• QUELLENAUSZUG:
#####
Bild: Udo Wolf: "Wir haben ein Jahr vor der Wahl noch genügend Zeit, unsere Wa…
taz: Herr Wolf, würden Sie manchmal gern die Zeit zurückdrehen?
Udo Wolf: Nein, warum?
Sie waren bis 1990 bei der Alternativen Liste, den heutigen Grünen. Und die
sind bei den Umfrageergebnissen gerade ganz vorn. Hätten Sie sich damals
anders entschieden, wären Sie heute beim Höhenflug dabei.
Dass ich damals bei den Grünen ausgetreten bin, hatte durchaus inhaltliche
Gründe. Vor allem den Grund, dass die Grünen kein Verständnis dafür
aufbrachten, was die Menschen mit dem Zusammenbruch des real existierenden
Sozialismus erlebt haben. Als undogmatischer Linker aus dem Westen wollte
ich genauso wie mit den Bürgerrechtlern auch mit Erneuerern und Reformern
in der PDS zusammenarbeiten. Davor haben sich die Grünen gedrückt.
Doch heute punkten die Grünen mit ihren Themen.
#####
• ZIELE:
• a. Schreiben Sie den Interviewauszug mit Udo Wolf beginnend bei "Dass ich damals" und endend bei "mit ihren Themen." neu, wobei "Sozialismus" durch "Kommunismus" ersetzt wird.
• b. Führen Sie den Interviewauszug mit Udo Wolf im Anschluss an seinen letzten Satz weiter.
Die Datensätze spielen hierfür keine Rolle.

(Auszüge aus einem Datensatz zur Ortsannotation)
#####
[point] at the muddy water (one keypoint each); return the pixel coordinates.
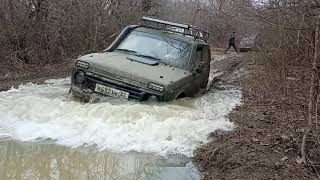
(45, 135)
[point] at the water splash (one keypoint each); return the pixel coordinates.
(36, 112)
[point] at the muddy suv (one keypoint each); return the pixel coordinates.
(156, 60)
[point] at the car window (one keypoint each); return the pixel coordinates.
(169, 51)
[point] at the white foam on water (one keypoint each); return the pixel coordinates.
(34, 112)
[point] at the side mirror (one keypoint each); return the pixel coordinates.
(199, 70)
(199, 48)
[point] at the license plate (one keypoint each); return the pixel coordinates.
(111, 91)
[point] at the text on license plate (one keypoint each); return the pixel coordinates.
(111, 91)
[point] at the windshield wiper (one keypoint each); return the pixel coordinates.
(147, 56)
(125, 50)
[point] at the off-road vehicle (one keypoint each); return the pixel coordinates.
(155, 60)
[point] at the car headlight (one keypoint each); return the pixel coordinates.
(80, 77)
(156, 87)
(82, 64)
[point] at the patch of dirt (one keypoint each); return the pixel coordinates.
(266, 141)
(12, 75)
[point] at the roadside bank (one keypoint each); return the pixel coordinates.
(266, 141)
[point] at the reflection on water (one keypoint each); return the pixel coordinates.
(45, 160)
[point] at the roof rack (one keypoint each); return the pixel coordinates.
(184, 29)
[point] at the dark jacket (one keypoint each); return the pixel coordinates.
(232, 39)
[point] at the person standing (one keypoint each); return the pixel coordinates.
(232, 40)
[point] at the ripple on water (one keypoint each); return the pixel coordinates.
(32, 112)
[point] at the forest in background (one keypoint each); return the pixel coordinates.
(46, 31)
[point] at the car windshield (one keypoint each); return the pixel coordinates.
(165, 49)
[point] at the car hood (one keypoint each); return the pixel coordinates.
(117, 63)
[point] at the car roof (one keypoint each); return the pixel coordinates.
(177, 36)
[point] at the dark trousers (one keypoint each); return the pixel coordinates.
(233, 45)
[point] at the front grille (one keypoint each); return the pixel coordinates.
(135, 92)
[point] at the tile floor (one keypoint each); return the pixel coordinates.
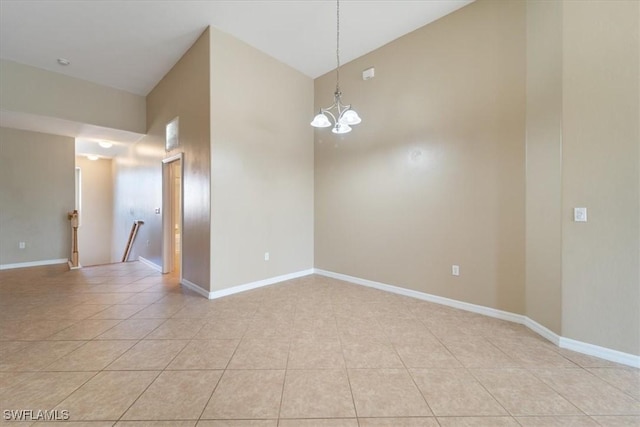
#####
• ANTWORTEN:
• a.
Dass ich damals bei den Grünen ausgetreten bin, hatte durchaus inhaltliche
Gründe. Vor allem den Grund, dass die Grünen kein Verständnis dafür
aufbrachten, was die Menschen mit dem Zusammenbruch des real existierenden
Kommunismus erlebt haben. Als undogmatischer Linker aus dem Westen wollte
ich genauso wie mit den Bürgerrechtlern auch mit Erneuerern und Reformern
in der PDS zusammenarbeiten. Davor haben sich die Grünen gedrückt.
Doch heute punkten die Grünen mit ihren Themen.

• b.
Ich denke, die Grünen profitieren vor allem von der Schwäche des
bürgerlichen Lagers. In dem Maße, wie Schwarz-Gelb Kredit auch im
klassischen liberalen Lager verspielt, legen die Grünen zu. Früher hätte
das einen Aufschwung im sozialdemokratischen Lager bedeutet. Das ist heute
anders.
Die Umfrageergebnisse der Linkspartei sind weitgehend konstant. Aber in den
Koalitionsmöglichkeiten, die derzeit diskutiert werden, kommt die
Linkspartei selten vor.
Das liegt vermutlich daran, dass wir so unaufgeregt arbeiten. Wir haben
über fast zehn Jahre bewiesen, dass wir diese Stadt regieren können. Wir
haben gezeigt, dass wir bei wichtigen Reformvorhaben der Motor sind, zum
Beispiel bei der Bildungsreform oder Fragen der Daseinsvorsorge. Aber wir
bieten für die Medien gerade einfach keine Neuigkeiten. Spannend wird es
für uns daher, wenn sich die Aufregung um Künast versus Wowereit gelegt hat
und es wieder um Inhalte geht.
Werden sich die fehlenden Neuigkeiten als Nachteil im Wahlkampf erweisen?
Vor allem mit Inhalten Wahlkampf zu machen ist immer eine Herausforderung.
Aber da wir nun schon ein Jahr vor den Wahlen diesen riesigen Hype mit
Künast und Wowereit haben, wird sich das wohl bis zum nächsten September
abgekühlt haben.
Wie gut kennen Sie Renate Künast?
Sehr gut und sehr lange. Sie war damals, als ich und mehrere andere die
Grünen verlassen haben, eine der wenigen, die noch mit uns gesprochen hat.
Und nicht gesagt hat: Wer geht, ist ein Verräter.
Haben Ihnen das viele vorgeworfen?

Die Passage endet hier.